Task objective → Give the records again, word for word.

------------------------------------------------------------

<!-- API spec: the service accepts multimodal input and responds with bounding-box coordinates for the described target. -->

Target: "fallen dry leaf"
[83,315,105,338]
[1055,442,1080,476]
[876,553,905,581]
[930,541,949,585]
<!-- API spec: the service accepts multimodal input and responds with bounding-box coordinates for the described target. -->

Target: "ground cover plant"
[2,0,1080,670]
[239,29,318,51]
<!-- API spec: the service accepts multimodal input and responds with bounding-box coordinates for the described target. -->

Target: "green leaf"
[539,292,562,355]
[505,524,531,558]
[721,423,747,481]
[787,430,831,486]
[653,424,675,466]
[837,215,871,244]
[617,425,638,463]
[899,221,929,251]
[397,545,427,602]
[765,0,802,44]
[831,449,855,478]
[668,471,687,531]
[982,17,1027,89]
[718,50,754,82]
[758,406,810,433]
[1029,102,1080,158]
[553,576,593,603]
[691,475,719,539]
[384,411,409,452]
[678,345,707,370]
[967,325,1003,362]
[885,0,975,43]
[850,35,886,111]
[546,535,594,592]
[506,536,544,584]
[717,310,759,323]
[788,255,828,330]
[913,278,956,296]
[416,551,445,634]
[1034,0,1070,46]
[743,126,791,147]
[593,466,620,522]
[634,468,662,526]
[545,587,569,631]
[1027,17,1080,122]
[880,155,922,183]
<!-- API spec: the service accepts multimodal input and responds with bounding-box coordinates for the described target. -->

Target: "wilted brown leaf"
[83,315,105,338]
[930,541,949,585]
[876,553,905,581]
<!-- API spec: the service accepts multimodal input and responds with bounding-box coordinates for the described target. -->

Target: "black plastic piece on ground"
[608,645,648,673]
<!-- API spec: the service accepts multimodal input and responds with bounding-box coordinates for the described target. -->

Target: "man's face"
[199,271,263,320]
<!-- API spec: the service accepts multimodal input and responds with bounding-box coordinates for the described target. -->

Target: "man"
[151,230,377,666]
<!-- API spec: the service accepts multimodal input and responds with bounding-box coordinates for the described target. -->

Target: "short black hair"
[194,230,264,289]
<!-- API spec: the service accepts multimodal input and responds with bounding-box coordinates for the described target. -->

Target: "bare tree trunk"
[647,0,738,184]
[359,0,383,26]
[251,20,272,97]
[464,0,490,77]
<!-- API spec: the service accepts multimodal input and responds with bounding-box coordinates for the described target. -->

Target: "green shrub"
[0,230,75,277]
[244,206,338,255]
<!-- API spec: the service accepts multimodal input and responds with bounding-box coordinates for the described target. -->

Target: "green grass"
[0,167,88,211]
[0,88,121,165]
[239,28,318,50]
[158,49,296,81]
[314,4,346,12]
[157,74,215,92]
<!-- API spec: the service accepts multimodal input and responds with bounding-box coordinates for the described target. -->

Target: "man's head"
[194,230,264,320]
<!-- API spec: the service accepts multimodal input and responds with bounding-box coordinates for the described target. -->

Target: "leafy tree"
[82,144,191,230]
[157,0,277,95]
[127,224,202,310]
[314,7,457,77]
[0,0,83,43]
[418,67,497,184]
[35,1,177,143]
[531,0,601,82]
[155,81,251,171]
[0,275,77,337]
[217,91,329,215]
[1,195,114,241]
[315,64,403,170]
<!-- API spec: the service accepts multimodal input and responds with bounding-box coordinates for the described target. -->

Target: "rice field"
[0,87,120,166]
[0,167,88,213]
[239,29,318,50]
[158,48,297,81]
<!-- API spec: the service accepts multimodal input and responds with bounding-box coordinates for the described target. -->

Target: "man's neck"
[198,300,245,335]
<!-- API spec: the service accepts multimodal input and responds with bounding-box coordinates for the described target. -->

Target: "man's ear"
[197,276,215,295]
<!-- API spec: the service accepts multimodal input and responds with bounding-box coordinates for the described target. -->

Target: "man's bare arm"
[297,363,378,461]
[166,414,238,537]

------------------------------------------------------------

Response to this task →
<!-- API spec: the service accepts multimodal input and responds with bounding-box coordinates for the described target. -->

Target: "fallen dry leaf"
[83,315,105,338]
[1055,442,1080,476]
[876,553,905,581]
[930,541,949,585]
<!-- API spec: the service accepts multimodal input and responds with bounding-box coordinates for the described target. -->

Target: "ground cover plant"
[2,0,1080,670]
[239,29,318,51]
<!-- API spec: the service accepts multimodal input and responds with bounding-box coordinates for the described target. -->

Target: "green leaf"
[539,292,562,355]
[505,524,531,558]
[721,423,747,481]
[787,430,831,486]
[653,424,675,466]
[837,215,871,244]
[617,425,638,463]
[899,221,929,251]
[397,545,427,602]
[765,0,802,44]
[831,449,855,478]
[668,471,687,531]
[982,17,1027,89]
[718,50,754,82]
[758,406,810,433]
[1029,102,1080,158]
[553,576,593,603]
[691,475,719,539]
[384,411,409,452]
[678,345,707,370]
[967,325,1003,362]
[885,0,975,43]
[850,35,886,111]
[546,535,594,592]
[506,536,544,584]
[717,310,759,323]
[788,255,828,330]
[913,278,956,296]
[416,551,445,634]
[1034,0,1070,46]
[743,126,791,147]
[593,466,620,522]
[634,468,662,526]
[545,587,569,631]
[1027,17,1080,122]
[880,155,922,183]
<!-- API spec: the service accepts multimodal input and responds with bounding-box coordinates for the described target. -->

Target: "wilted brown leaf"
[83,315,105,338]
[930,541,949,585]
[876,553,905,581]
<!-- API spec: the service accepts multimodal input and responds with bounding-box coordinates for the described target. -->

Target: "black plastic piece on ground"
[608,645,648,673]
<!-- API spec: the service accepts multimodal input and responds with bounding-box coordinates for the described target. -->

Target: "man's face"
[199,271,263,320]
<!-- API spec: the service accepts multimodal input and responds with bounding-box coordinates for the described target. -->

Target: "man"
[151,230,377,666]
<!-- API spec: the service accepts multimodal input and responds with bounding-box coordinates for the described target. -->

Target: "short black hair"
[194,230,264,289]
<!-- API spec: the service accepts multimodal input and responds with bounding-box coordinates for the described target. -->

Target: "bare tree trunk"
[647,0,738,184]
[359,0,383,26]
[251,20,272,97]
[464,0,490,77]
<!-- API spec: the service accepts multimodal input and responds with bounding-box coordinates for the described target. -->

Target: "green shrub"
[0,230,75,277]
[244,206,338,255]
<!-- API spec: the service accepts multimodal input and responds with bounding-box coordinates for the described target. -->

Target: "green grass"
[0,167,88,211]
[0,88,121,165]
[239,28,318,50]
[158,49,296,81]
[314,4,346,12]
[157,74,215,92]
<!-- API spec: the service accepts multimodal input and responds with bounding-box coordinates for the described target. -->

Target: "man's head"
[194,230,264,320]
<!-- API spec: the service accepts multimodal input and responds with bounding-box coordinates for the described target. -->

Target: "leafy tree"
[82,144,191,230]
[157,0,277,95]
[127,224,202,310]
[314,7,457,77]
[0,0,83,43]
[418,67,497,184]
[35,1,177,143]
[531,0,601,82]
[155,81,251,171]
[0,275,77,337]
[217,91,329,215]
[1,195,114,241]
[315,64,403,170]
<!-- API spec: the service accepts multimodal input and responds with bounding-box coordinates for the described target. -->

Target: "rice field"
[0,87,120,166]
[0,167,88,213]
[239,29,318,50]
[158,48,297,81]
<!-- API spec: the service accepts multimodal input and responds with bounding-box coordinates for the described target. -->

Target: "man's neck"
[198,300,245,335]
<!-- API spec: the service accepts multimodal input and responds with bounding-box coordinates for the described target. -->

Target: "man's ear"
[197,276,215,295]
<!-- API spec: the service accepts multimodal input and responds with bounding-box coordinates for the described target. -->

Target: "man's bare arm"
[297,363,378,461]
[166,414,238,537]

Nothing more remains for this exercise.